Copy out every one of the entries below word for word, with no changes.

• • • •

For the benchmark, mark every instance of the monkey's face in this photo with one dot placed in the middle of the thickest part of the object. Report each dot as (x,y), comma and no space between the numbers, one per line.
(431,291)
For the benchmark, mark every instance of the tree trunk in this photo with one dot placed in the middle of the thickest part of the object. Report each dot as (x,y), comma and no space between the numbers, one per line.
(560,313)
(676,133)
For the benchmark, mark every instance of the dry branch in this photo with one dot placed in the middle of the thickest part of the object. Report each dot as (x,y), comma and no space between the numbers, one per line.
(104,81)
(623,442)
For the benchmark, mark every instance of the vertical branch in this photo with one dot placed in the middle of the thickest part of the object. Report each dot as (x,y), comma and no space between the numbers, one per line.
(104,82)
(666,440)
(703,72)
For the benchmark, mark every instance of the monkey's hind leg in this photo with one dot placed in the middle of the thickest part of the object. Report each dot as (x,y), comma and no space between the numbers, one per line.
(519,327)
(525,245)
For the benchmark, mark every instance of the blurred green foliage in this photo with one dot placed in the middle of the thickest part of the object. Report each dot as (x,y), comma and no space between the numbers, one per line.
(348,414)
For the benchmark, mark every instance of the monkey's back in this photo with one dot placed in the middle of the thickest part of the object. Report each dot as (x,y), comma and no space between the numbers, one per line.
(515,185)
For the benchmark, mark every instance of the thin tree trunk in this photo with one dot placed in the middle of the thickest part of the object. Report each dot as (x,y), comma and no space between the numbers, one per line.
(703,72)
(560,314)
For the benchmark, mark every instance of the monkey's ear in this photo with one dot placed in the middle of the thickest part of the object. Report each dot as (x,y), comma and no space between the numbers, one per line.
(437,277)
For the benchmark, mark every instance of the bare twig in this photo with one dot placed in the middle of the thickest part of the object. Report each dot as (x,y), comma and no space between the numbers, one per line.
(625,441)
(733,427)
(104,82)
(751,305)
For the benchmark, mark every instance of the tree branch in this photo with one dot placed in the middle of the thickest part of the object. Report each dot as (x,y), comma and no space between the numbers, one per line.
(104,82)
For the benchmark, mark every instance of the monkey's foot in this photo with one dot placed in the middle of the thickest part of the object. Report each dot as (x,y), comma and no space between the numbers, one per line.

• • • •

Result for this exercise:
For the benchmark, mark every instance of the monkey's face in this photo with one dot placed in the middle of the thickest part of the object. Report each dot as (x,y), comma and no space between the numbers, one per line.
(431,291)
For the benchmark, mark every instance of the tree trunk in this photo with one dot placed in the middle of the thickest part of the object. Report each dot as (x,y), comma and no space between the numbers, one per line.
(560,313)
(676,133)
For the benchmark, mark every instance of the dry branch in this photo with one dot placed in the middle of the thickest part of the object. Report each dot as (x,y), comma and no space between the numbers, one per line.
(104,81)
(623,442)
For the benchmark, mark every instance of the vertical branch in this photo with one dot placed in the middle of the thickest part of the object. Report each dot as (x,y), comma and no space between the numbers, one per line.
(104,82)
(666,440)
(703,72)
For the benchmark, mark every instance of the monkey's hind leg in this photo with one dot placed in the middle of the thickest part of the object. Report each dot as (x,y), comma and no space between the numbers, one per line.
(519,327)
(525,245)
For the benchmark, mark every instance of the blurred green foliage in this photo with one dot placed in the middle of the thickest part of the object. Report each dot as (x,y), comma and no space between the numbers, one per line.
(348,414)
For the benchmark, mark every instance of the monkey's back in this photo with one dot placed in the middle of the thickest part of the object. Report each dot as (x,y), comma and no space between the numbers, one per line.
(515,185)
For the benchmark, mark every instance of the thin tree trunk in this photo with one dot placed in the middle of the thickest part of the object. Report each dot as (x,y), comma and no space between the numbers, one per line.
(703,72)
(560,314)
For the benchmark, mark every instance of the monkey's ear in this photo with one dot placed in the middle of the thickest part of the object. Report each dot as (x,y), comma and no space between the numbers, one per line.
(437,277)
For the benchmark, mark every instance of the bare twig in this photo with one dot placed in the middle of the thickest part of the object. Report each dot as (x,y), comma and no space between the numbers, one per line.
(625,441)
(733,427)
(104,82)
(751,305)
For the benchmark, mark every instance of the tree branch in this photo with one dot placed in the middle of the thickest part of the object. Report each dot as (x,y), comma and no space between the numbers, one per line.
(104,82)
For the benchmark, mark every instance of the monkey's foot in this photo with one dot placed in the middle of the thickest part of the object. Report each dot as (x,y), comma and no space between the numbers, one per line.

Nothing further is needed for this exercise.